- Your instructions
According to the text on urban farming in Singapore, what share of its food supply does Singapore import?

- Text segment

________

Urban Farming in Singapore Is Reaching New Heights
At the newly renovated Funan Mall in the centre of Singapore, you can visit an urban rooftop farm that is part of the city's efforts in addressing its food insecurity issues.
For the city-state of Singapore, the issue of food security has been an important priority for many years. As a highly urbanised country where land is a scarce commodity, Singapore imports 90% of its food supply, making it extremely vulnerable to fluctuations in the global food supply chain and trade. During the global food crisis of 2007 and 2008, Singaporeans saw dramatic spikes in imported food prices, which prompted panic behaviors such as hoarding across the island. Since then, the Singaporean government has worked hard to safeguard the nation’s food security. Its primary strategy, however, has been to diversify food import sources, which does not address the fundamental dangers of depending heavily on imported food. The current COVID-19 pandemic, for instance, has led to disruptions in food supply chains on a global scale, once again highlighting the looming threat of food insecurity in Singapore.

________

- Provided information
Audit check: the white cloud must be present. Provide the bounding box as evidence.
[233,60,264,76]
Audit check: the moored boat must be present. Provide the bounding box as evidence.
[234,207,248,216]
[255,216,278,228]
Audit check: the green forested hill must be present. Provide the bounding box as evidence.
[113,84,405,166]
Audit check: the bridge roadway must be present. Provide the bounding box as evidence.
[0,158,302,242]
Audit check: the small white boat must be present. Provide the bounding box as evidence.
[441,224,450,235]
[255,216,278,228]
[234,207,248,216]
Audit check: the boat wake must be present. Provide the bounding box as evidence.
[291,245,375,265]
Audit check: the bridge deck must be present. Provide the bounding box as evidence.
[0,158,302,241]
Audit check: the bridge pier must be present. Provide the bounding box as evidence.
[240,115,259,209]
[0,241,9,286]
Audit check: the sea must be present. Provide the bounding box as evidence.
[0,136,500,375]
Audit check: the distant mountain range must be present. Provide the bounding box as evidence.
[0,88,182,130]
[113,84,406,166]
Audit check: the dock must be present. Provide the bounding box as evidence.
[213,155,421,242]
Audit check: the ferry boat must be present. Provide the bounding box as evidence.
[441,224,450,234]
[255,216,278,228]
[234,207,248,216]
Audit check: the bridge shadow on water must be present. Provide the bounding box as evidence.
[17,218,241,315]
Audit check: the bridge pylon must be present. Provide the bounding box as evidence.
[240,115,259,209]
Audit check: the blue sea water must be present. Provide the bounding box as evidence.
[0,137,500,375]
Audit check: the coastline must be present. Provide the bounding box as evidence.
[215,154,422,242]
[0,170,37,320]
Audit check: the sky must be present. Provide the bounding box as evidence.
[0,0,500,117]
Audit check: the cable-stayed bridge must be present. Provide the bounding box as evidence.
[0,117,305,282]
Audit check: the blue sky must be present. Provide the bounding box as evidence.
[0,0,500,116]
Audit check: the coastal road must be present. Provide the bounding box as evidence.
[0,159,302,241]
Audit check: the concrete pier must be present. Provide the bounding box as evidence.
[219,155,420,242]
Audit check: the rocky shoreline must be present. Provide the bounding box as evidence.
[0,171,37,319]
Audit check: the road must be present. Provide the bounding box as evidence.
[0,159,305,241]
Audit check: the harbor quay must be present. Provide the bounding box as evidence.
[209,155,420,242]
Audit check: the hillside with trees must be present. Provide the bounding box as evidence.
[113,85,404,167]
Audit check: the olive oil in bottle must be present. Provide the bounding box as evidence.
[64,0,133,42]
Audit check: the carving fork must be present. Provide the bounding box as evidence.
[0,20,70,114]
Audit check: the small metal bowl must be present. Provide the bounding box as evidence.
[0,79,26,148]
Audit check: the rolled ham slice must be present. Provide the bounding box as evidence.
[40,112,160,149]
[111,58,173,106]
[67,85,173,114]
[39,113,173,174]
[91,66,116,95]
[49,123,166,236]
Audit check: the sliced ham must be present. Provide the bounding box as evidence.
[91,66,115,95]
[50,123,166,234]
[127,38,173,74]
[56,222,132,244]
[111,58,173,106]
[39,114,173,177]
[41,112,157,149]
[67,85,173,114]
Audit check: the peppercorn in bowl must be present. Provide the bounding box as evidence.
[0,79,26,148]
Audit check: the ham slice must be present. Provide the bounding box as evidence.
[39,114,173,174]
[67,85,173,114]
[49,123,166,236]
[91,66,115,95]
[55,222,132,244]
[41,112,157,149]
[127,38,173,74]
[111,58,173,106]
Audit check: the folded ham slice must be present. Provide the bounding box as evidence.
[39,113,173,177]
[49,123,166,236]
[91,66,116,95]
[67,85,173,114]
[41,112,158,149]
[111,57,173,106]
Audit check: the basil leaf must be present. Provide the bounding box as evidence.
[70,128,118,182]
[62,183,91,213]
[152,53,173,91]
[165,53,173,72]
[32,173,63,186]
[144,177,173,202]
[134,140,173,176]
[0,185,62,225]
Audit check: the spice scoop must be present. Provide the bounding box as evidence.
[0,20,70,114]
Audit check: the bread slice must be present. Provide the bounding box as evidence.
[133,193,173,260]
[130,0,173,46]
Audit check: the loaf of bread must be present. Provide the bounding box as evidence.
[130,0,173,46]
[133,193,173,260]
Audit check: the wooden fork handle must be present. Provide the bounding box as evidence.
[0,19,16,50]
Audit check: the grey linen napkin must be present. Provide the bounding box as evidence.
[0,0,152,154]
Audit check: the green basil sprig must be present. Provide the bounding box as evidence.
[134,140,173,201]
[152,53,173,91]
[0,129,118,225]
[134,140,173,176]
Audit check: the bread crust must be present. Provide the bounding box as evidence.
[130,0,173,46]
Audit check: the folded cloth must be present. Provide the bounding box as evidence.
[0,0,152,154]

________

- Output
90%